=== RECORD EXTRACTS ===

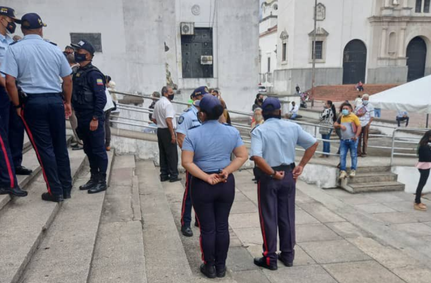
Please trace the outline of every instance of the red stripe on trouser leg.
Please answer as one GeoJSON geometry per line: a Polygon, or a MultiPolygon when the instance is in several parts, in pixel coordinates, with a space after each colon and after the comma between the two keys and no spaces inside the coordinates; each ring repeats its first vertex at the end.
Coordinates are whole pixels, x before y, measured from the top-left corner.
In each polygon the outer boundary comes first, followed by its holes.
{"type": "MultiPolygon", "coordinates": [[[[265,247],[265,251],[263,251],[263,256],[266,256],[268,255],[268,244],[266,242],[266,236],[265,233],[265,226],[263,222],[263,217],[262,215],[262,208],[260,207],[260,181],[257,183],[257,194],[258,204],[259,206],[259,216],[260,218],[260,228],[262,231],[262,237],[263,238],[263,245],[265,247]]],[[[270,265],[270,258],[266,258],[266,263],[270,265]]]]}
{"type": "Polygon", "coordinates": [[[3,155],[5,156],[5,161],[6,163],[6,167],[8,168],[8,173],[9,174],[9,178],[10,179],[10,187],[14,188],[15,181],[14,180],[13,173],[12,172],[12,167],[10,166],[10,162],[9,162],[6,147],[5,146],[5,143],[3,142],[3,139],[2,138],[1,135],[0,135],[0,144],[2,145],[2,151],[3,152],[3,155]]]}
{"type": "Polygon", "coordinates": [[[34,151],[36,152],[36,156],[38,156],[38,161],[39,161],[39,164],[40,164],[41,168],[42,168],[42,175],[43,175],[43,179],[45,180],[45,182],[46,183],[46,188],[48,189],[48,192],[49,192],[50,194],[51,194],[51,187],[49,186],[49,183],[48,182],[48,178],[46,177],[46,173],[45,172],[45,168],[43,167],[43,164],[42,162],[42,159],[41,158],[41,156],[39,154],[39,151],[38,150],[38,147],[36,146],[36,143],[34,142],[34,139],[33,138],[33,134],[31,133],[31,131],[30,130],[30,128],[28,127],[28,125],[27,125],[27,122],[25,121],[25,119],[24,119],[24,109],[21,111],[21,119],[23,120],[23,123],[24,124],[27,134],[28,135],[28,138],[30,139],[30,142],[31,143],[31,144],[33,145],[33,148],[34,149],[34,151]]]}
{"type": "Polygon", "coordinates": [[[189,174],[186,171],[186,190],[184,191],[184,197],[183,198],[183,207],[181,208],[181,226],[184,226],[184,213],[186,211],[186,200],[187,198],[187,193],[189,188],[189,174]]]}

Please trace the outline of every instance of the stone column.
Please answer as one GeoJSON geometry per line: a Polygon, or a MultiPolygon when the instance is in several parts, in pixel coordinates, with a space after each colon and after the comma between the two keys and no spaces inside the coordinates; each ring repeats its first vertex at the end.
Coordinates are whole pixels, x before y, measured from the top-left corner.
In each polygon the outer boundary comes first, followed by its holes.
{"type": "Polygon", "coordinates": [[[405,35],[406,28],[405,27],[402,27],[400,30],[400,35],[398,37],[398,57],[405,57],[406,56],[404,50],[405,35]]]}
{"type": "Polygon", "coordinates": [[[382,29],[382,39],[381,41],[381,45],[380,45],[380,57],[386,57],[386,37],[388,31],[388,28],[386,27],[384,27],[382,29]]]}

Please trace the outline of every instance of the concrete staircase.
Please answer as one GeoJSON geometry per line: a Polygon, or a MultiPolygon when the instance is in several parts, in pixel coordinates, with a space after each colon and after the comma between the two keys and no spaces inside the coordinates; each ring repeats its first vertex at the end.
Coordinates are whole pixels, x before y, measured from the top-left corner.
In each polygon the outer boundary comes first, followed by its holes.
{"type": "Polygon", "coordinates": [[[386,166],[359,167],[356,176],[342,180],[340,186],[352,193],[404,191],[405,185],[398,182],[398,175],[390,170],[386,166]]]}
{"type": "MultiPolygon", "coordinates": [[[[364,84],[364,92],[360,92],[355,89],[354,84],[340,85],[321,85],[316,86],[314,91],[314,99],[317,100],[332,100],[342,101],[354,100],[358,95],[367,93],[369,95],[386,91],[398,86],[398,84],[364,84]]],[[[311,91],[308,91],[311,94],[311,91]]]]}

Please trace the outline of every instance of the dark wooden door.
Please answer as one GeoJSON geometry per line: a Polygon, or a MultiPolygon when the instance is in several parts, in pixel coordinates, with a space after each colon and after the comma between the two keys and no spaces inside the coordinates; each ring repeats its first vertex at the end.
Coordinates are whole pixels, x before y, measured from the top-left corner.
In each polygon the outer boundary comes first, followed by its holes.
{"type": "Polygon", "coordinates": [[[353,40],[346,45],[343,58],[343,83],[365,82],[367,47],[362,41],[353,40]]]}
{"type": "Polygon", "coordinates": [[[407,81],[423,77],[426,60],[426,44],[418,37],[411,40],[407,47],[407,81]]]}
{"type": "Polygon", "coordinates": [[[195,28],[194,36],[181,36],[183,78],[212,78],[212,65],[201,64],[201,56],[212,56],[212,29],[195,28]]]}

===
=== RECORD EXTRACTS ===

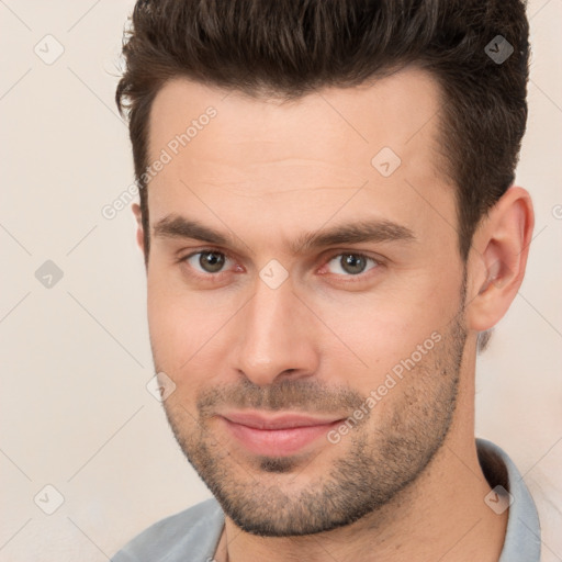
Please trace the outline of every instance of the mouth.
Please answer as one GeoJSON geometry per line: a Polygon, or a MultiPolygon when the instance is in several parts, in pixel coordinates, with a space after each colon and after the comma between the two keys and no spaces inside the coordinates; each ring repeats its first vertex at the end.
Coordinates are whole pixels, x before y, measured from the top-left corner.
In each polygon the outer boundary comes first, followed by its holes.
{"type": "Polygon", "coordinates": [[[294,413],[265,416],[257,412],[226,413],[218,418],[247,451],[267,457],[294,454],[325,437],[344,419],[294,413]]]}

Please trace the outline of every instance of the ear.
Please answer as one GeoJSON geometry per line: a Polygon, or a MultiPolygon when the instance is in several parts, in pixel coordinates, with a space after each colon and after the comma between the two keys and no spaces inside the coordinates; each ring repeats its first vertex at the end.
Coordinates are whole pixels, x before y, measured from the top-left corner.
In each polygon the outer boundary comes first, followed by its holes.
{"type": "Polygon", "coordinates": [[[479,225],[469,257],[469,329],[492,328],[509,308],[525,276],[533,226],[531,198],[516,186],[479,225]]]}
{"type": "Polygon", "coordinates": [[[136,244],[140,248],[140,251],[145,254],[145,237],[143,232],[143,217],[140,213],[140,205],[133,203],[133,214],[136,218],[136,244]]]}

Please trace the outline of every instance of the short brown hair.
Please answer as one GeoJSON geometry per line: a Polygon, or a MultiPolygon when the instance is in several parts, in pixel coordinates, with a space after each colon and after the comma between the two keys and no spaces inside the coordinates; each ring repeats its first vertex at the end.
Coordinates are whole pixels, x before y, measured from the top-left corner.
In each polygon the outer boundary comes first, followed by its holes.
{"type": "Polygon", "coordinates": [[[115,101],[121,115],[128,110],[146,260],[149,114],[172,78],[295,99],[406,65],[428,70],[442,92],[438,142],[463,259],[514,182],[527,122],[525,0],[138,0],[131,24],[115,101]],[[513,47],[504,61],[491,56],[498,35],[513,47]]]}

===
=== RECORD EXTRACTS ===

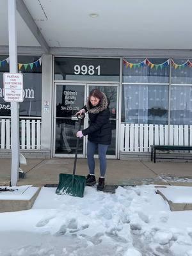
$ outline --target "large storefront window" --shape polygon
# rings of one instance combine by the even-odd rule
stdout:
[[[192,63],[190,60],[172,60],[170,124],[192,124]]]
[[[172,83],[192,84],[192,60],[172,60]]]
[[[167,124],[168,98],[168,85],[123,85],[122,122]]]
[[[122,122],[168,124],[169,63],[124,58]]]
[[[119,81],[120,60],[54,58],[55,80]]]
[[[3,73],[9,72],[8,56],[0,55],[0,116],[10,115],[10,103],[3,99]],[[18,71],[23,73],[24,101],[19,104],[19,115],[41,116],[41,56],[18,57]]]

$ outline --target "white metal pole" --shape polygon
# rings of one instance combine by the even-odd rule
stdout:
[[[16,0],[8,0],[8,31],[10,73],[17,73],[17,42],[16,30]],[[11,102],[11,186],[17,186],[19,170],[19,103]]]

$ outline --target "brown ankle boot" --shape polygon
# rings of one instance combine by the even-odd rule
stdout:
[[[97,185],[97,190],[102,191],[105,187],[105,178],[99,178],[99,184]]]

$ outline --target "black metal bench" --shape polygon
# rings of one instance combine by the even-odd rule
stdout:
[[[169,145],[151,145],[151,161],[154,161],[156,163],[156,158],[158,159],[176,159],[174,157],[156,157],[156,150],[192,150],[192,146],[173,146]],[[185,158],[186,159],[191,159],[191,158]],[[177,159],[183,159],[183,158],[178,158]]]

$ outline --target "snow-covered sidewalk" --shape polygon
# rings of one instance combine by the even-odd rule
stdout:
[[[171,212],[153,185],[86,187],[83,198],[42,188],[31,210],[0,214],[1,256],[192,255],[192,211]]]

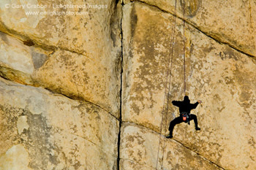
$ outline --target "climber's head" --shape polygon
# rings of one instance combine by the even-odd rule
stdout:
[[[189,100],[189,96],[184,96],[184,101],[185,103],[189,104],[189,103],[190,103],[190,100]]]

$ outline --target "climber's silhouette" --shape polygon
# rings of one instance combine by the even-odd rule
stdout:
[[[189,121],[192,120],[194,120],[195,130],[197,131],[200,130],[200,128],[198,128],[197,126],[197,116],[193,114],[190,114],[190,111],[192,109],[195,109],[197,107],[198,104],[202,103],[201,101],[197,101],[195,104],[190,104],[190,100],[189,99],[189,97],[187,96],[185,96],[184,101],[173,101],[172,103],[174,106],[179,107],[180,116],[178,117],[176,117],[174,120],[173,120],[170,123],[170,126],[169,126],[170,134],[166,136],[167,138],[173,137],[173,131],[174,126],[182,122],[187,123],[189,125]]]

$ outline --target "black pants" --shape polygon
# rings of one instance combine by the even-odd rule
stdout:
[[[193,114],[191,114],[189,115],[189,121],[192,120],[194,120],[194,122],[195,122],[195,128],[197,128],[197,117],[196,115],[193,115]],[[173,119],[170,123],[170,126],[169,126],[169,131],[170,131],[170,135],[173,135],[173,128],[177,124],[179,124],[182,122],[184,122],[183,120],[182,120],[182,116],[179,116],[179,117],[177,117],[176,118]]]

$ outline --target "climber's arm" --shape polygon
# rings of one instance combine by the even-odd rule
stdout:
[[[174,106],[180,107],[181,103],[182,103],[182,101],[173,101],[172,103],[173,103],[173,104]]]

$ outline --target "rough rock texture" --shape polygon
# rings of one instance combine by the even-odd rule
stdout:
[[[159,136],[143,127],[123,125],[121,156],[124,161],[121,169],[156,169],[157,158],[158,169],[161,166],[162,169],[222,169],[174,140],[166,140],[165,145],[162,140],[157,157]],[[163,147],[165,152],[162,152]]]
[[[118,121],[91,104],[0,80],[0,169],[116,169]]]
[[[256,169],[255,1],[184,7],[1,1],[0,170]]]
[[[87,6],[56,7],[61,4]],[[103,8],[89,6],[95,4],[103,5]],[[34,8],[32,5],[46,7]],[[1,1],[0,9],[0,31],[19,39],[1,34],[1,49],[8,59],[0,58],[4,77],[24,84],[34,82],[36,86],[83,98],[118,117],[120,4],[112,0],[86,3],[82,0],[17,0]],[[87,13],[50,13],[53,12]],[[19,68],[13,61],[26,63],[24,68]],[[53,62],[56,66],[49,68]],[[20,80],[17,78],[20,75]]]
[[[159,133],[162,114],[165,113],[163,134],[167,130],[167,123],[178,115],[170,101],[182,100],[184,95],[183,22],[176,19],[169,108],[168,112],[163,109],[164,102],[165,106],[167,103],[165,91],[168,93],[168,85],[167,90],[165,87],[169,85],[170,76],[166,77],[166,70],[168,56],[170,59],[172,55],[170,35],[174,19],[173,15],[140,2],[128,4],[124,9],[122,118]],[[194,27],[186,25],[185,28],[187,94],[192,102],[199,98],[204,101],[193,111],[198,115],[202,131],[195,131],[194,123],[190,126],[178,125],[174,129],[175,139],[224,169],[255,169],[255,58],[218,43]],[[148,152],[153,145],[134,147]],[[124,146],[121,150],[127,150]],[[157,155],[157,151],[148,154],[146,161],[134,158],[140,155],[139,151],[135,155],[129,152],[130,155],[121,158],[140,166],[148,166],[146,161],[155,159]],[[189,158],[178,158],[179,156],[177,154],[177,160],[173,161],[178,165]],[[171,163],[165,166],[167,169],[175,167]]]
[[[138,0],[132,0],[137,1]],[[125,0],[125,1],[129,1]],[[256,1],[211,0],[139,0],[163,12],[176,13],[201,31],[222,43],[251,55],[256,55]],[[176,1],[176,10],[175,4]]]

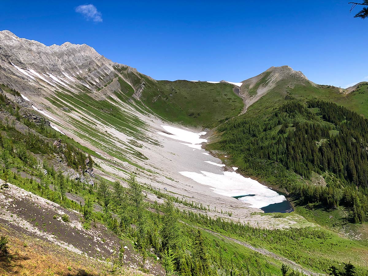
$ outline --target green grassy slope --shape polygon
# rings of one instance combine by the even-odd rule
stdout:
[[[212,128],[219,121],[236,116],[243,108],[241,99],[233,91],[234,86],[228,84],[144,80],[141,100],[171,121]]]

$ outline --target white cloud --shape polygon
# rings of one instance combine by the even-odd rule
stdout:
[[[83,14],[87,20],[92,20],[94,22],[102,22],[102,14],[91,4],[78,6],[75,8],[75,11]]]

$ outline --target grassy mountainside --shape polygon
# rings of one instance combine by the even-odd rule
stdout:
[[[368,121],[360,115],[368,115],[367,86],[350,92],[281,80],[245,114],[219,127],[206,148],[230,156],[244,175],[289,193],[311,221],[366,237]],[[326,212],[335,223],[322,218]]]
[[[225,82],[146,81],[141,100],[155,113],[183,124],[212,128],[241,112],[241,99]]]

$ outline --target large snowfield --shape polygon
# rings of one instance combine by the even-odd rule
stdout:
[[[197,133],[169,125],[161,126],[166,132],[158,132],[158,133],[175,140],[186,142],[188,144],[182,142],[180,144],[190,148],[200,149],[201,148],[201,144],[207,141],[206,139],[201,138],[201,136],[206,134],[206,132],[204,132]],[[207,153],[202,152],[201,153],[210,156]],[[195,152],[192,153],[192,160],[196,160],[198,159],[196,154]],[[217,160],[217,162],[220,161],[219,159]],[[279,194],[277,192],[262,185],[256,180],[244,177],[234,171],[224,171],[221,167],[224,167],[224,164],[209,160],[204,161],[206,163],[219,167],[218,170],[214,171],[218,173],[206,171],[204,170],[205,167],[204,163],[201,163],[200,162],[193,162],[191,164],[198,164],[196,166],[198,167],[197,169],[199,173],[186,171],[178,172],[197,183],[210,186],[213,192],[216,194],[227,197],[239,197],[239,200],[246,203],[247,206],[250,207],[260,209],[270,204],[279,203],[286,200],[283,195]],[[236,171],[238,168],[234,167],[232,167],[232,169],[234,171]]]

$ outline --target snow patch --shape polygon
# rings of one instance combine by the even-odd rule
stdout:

===

- _WORK INSTRUCTIONS_:
Gather every line of the data above that contains the word "metal", and copy each one. Case counts.

- _FULL OUTPUT_:
$ outline --target "white metal pole" --shape polygon
$ outline --target "black metal bench" --shape polygon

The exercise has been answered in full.